═════ Extrait du document ═════

Les Pyrénées ? D’où vient ce nom sonore ? On ne sait. Il ne dérive certainement pas du mot grec πῦρ, le feu, comme les étymologistes de jadis auraient voulu le faire croire. Eussent-elles des volcans fumants comme la Sicile, des Champs Phlégréens comme Naples, des jets de flamme comme le pied du Caucase, elles ne furent point parées d’un nom grec par les Hellénes qui visitèrent les premiers ces monts plus hauts que leurs Olympes, aventuriers, marchands, voyageurs de commerce, chercheurs de mines, touristes venus de Marseille ou des ports méditerranéens de l’Espagne ; ils l’appelèrent comme ils l’entendirent appeler dans la langue du pays par un peuple qui sans doute avait hérité ou sous-hérité de ce nom : car il arrive souvent que les mots restent quand les nations passent. Et ce nom indigène, déjà vieux peut-être comme dix générations de chênes ou de sapins, les Grecs nous le transmirent suivant les lois d’euphonie de leur beau langage. Le terme de Pyrénées ne serait-il pas le frère du mot immémorialement ancien de biren ou piren qui, dans la bouche des paysans de l’Ariège, désignait autrefois les pâtures des cimes, par opposition aux prairies des vallées ?

Les Pyrénées, beaucoup moins vastes que les Alpes, et d’un tiers moins élevées, sont de trois degrés en moyenne plus chaudes à hauteurs égales ; aussi n’ont-elles guère que 4 500 hectares de glace éternelle, tandis qu’il y en a près de 210 000 dans les seules Alpes de la Suisse.

═════

> Énoncé écrit 1: Pouvez-vous recopier la liste, requêtes comprises, en commençant à sa première ligne et en vous arrêtant après la ligne qui contient "[(279, 324)]" ? Décalez de 22 chaque coordonnée des réponses, sans toucher aux requêtes ni à leurs exemples de format.
Le texte sur les Pyrénées ci-dessus et la liste qui suit sont sans lien entre eux.

═════ Entrées de données ═════

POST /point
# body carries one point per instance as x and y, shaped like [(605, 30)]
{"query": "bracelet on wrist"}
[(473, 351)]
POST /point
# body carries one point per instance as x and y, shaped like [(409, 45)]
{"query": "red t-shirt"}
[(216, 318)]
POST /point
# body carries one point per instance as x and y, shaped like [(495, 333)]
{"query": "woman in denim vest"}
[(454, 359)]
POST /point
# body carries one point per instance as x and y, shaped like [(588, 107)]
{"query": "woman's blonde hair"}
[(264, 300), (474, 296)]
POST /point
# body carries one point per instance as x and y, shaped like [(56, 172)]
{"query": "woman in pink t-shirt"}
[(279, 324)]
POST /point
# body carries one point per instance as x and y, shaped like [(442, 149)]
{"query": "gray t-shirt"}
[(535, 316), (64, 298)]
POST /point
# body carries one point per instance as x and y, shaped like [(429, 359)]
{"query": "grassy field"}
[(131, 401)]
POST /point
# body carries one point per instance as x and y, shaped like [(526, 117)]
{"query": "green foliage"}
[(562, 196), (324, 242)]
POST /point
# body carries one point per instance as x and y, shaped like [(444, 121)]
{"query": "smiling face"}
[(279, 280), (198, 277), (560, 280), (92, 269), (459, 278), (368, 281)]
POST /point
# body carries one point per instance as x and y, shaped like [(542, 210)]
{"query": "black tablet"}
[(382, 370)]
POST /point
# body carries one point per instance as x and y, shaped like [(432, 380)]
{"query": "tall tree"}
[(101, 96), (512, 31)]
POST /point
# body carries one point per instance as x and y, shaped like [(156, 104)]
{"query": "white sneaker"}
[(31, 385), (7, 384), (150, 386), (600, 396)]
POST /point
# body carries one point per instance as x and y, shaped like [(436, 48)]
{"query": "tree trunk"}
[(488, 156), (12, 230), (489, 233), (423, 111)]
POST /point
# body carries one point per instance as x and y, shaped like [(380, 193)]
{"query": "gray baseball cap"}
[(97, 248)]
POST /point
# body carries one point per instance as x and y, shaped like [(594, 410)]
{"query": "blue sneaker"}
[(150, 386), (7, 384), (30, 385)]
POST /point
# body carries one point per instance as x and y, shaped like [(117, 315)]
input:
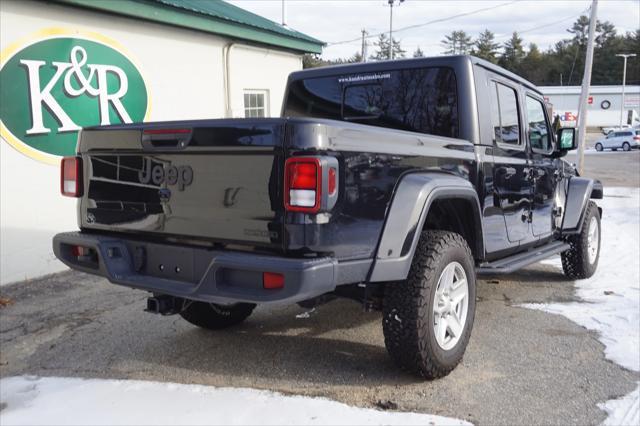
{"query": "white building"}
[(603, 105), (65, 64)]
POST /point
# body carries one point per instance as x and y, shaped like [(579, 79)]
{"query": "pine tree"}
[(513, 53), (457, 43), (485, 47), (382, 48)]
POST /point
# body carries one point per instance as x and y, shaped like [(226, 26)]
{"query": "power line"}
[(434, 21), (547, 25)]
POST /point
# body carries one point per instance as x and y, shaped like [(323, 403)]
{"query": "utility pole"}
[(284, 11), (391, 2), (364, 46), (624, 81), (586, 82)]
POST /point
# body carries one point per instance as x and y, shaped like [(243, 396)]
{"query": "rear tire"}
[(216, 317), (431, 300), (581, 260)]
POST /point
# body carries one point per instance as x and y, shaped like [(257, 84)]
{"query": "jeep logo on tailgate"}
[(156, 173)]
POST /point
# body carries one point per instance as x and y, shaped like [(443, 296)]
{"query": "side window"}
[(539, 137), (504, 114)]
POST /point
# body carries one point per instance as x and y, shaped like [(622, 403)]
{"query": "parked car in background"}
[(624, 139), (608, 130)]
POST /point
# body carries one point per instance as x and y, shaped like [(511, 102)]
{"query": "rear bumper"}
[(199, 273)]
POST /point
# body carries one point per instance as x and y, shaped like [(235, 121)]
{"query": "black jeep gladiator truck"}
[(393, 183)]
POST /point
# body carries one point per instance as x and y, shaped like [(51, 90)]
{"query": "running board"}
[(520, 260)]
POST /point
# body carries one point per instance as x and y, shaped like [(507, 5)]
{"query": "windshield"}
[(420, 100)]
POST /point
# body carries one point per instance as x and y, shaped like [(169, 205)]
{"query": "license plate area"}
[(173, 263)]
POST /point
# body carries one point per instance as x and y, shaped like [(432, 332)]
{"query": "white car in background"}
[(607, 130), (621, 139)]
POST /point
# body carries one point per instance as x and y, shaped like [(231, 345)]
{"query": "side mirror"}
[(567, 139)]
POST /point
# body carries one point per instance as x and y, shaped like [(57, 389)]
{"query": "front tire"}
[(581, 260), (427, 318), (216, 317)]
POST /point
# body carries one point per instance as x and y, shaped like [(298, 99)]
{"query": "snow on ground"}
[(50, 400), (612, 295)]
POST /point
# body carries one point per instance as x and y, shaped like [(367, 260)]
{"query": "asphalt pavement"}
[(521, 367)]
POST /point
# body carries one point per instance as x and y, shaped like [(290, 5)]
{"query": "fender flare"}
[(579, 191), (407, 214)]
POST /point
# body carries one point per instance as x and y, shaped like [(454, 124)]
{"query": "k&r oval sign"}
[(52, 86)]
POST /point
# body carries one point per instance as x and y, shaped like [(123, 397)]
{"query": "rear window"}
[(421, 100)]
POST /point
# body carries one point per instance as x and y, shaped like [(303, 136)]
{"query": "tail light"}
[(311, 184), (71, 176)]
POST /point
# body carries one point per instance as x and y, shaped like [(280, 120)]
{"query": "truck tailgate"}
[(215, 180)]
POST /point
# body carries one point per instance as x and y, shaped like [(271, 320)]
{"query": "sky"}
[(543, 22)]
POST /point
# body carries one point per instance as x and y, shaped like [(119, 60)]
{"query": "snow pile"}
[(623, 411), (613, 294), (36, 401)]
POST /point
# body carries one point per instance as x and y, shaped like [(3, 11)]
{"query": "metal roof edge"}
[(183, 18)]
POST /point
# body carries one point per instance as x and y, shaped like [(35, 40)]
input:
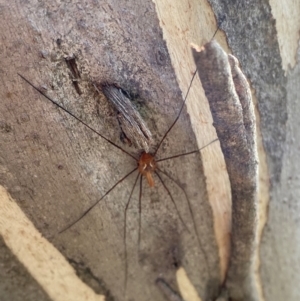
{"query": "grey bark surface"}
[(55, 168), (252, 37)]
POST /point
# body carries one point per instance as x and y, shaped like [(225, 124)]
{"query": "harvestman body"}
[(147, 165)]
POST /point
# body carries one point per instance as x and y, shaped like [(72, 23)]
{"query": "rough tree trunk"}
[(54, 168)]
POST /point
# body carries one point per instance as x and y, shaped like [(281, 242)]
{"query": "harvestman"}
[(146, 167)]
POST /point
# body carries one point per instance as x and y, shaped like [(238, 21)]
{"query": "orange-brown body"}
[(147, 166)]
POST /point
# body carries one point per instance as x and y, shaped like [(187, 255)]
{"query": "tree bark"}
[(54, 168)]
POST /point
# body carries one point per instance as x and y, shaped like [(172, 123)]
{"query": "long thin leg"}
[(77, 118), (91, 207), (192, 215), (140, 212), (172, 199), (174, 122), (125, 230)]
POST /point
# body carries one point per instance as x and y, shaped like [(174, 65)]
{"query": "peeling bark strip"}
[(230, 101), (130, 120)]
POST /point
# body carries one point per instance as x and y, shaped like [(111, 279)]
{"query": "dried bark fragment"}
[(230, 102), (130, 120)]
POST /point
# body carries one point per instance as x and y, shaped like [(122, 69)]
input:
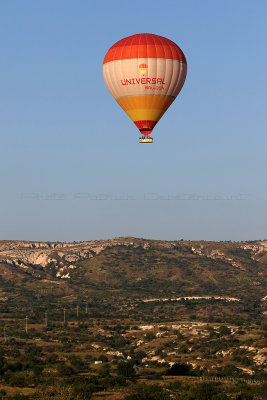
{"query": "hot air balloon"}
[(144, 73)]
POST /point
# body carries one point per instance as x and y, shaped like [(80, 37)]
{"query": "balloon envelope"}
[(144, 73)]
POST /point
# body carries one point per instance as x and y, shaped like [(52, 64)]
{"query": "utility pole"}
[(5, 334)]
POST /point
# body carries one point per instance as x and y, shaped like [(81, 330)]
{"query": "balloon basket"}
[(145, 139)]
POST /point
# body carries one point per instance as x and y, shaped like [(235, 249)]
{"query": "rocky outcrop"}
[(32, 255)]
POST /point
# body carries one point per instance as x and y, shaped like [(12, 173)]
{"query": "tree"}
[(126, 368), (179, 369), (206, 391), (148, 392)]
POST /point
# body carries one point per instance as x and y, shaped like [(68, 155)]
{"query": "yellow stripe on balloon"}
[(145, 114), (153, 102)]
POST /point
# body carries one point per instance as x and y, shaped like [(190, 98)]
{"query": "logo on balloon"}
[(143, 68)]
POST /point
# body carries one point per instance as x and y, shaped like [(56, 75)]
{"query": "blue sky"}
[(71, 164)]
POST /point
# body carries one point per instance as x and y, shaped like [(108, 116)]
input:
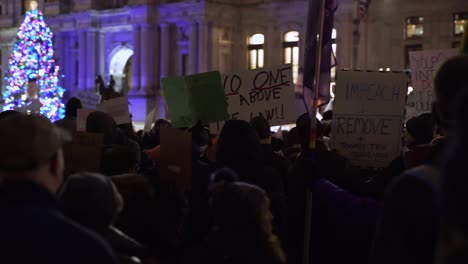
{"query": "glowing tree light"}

═════

> Énoncé écrit 2: Pouvez-vous reprendre le texte sur les Pyrénées en commençant aux mots "Les Pyrénées, beaucoup" et en vous arrêtant après "de la Suisse.", en mettant à jour ce passage par le remplacement de "glace éternelle" par "neige éternelle" ?

> Réponse rédigée 1:
POST /point
# body carries one point per instance as x and y, shaped like [(605, 30)]
{"query": "bracelet on wrist"}
[(495, 373)]
POST /point
# body carries one point per instance as x and y, shaped like [(409, 45)]
{"query": "red t-shirt"}
[(238, 340)]
POST /point
# body carries one point per instance as x and y, shaped like [(495, 333)]
{"query": "woman in denim vest"}
[(476, 381)]
POST /point
# body carries one point per instance as x and y, shaped like [(588, 107)]
{"query": "woman's blonde hair"}
[(286, 322), (496, 318)]
POST /point
# body carries one point per instance as x and y, shaped like [(56, 172)]
{"query": "woman in pink t-shirt"}
[(301, 346)]

> Réponse rédigée 2:
Les Pyrénées, beaucoup moins vastes que les Alpes, et d’un tiers moins élevées, sont de trois degrés en moyenne plus chaudes à hauteurs égales ; aussi n’ont-elles guère que 4 500 hectares de neige éternelle, tandis qu’il y en a près de 210 000 dans les seules Alpes de la Suisse.